• _Exercise_:
Show each line in the records below that contains the string "building". Case counts.

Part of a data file
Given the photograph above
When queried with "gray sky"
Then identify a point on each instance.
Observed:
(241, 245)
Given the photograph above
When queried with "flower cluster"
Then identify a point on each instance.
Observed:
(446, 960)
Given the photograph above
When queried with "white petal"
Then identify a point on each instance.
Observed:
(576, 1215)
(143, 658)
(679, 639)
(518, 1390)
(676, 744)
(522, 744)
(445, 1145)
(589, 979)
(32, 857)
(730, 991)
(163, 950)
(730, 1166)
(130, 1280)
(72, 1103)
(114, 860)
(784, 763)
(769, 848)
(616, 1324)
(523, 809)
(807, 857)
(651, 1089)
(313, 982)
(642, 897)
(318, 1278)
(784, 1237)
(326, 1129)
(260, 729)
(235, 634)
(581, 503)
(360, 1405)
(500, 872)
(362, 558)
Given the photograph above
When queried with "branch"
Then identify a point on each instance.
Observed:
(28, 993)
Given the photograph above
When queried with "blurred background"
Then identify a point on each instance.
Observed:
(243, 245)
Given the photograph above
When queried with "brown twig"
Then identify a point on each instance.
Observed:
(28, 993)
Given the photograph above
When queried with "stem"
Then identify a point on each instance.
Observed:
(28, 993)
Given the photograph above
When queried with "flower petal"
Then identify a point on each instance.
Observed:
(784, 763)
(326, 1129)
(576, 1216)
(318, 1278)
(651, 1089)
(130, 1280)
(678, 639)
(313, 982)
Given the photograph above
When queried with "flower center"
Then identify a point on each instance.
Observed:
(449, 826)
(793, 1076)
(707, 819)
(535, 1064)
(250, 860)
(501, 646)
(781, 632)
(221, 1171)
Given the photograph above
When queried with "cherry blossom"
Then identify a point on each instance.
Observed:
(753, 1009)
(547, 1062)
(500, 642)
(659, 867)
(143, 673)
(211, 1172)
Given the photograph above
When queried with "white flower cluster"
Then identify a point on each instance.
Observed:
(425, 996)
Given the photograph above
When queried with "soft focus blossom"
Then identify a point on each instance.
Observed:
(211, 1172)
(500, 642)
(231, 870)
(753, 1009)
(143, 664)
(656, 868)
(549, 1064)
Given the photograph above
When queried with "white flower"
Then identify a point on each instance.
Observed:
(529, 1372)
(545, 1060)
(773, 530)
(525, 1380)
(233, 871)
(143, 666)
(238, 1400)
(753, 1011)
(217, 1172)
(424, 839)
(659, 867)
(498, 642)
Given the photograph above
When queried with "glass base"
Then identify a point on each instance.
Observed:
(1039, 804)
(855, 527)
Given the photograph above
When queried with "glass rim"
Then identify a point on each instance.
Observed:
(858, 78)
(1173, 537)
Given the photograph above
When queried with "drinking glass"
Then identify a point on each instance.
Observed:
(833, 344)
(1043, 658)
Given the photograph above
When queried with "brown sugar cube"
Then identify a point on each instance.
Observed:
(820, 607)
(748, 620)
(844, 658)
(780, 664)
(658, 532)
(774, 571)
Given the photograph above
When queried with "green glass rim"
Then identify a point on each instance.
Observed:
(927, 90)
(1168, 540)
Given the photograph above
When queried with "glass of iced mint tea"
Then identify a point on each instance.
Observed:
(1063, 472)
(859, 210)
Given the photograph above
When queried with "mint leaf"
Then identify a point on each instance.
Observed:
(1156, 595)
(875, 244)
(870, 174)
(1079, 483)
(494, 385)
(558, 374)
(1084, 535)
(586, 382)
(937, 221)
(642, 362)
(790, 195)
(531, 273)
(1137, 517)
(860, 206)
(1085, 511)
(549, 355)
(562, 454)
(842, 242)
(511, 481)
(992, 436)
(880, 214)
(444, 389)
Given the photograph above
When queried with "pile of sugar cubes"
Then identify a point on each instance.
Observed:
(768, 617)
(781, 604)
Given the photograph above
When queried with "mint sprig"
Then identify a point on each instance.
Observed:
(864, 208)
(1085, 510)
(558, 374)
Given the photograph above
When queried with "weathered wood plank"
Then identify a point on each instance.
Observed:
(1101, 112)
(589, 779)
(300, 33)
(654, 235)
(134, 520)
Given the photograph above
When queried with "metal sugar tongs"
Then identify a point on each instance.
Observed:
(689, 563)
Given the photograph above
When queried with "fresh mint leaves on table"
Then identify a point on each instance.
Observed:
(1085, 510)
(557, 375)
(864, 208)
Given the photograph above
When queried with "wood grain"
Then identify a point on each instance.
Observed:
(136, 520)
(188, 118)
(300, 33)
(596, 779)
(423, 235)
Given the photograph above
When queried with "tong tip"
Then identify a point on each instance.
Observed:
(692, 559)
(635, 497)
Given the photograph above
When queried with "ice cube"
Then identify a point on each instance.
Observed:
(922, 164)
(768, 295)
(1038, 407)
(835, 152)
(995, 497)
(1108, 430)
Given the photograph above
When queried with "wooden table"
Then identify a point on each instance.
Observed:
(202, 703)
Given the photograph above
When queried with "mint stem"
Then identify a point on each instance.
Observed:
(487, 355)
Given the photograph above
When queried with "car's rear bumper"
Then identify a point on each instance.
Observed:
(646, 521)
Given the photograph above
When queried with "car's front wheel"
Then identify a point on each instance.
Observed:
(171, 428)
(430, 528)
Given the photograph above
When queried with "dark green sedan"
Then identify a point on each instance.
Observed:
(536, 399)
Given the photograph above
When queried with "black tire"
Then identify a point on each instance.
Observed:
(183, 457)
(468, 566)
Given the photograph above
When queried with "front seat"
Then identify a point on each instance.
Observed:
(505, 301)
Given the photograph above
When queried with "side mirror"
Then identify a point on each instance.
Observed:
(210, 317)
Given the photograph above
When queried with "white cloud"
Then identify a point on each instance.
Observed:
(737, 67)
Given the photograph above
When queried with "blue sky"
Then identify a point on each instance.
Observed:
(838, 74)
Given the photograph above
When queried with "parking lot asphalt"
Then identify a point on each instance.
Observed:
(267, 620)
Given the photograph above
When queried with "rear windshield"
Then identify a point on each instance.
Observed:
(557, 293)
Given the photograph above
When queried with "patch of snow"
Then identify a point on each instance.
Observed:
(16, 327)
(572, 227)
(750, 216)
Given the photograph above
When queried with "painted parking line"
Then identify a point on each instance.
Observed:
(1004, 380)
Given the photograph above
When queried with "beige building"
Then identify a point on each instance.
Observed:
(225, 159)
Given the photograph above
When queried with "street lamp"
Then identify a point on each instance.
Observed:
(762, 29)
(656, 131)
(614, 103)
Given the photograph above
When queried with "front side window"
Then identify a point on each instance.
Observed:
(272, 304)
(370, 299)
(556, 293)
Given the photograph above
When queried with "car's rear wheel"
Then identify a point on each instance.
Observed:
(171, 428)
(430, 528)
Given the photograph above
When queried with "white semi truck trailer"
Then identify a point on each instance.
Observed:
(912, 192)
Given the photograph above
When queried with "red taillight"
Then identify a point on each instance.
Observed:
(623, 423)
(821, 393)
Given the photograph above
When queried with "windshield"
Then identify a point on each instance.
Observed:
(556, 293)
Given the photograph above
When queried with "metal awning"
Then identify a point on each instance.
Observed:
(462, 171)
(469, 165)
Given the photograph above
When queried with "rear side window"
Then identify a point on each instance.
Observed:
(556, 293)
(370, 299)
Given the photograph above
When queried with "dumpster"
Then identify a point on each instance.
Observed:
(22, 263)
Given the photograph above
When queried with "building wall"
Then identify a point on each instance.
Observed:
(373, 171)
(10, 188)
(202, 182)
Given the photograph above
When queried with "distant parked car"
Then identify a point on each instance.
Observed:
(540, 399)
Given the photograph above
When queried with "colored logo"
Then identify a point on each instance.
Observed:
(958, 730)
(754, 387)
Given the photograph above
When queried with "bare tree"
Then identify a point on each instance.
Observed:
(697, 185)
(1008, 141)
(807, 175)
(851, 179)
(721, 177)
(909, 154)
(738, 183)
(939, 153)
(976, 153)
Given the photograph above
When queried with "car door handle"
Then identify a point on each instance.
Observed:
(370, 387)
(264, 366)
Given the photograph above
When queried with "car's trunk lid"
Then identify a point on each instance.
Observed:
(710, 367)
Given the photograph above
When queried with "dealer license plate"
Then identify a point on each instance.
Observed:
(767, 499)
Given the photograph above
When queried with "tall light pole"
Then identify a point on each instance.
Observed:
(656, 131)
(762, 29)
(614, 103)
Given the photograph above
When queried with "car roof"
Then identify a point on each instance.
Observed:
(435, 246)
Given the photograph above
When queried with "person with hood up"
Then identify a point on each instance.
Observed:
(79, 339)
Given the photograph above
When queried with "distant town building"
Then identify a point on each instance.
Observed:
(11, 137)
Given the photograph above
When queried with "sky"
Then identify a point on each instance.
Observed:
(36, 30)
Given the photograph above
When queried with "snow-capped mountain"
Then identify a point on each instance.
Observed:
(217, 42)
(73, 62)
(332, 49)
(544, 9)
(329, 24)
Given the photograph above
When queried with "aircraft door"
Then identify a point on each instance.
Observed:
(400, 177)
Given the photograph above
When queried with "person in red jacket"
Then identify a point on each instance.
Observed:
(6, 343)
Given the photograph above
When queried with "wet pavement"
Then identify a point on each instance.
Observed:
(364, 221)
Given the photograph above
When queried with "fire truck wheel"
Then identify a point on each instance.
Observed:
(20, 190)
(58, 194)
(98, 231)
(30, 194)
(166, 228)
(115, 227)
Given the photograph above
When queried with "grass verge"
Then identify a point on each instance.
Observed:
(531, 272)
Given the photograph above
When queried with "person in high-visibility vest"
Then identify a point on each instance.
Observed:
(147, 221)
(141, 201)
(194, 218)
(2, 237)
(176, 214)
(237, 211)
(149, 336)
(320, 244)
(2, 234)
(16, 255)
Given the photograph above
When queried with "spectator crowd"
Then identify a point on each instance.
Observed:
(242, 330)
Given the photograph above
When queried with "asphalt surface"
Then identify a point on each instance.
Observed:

• _Final result_:
When queried with "beige building"
When queried with "building wall"
When queried with "distant town building"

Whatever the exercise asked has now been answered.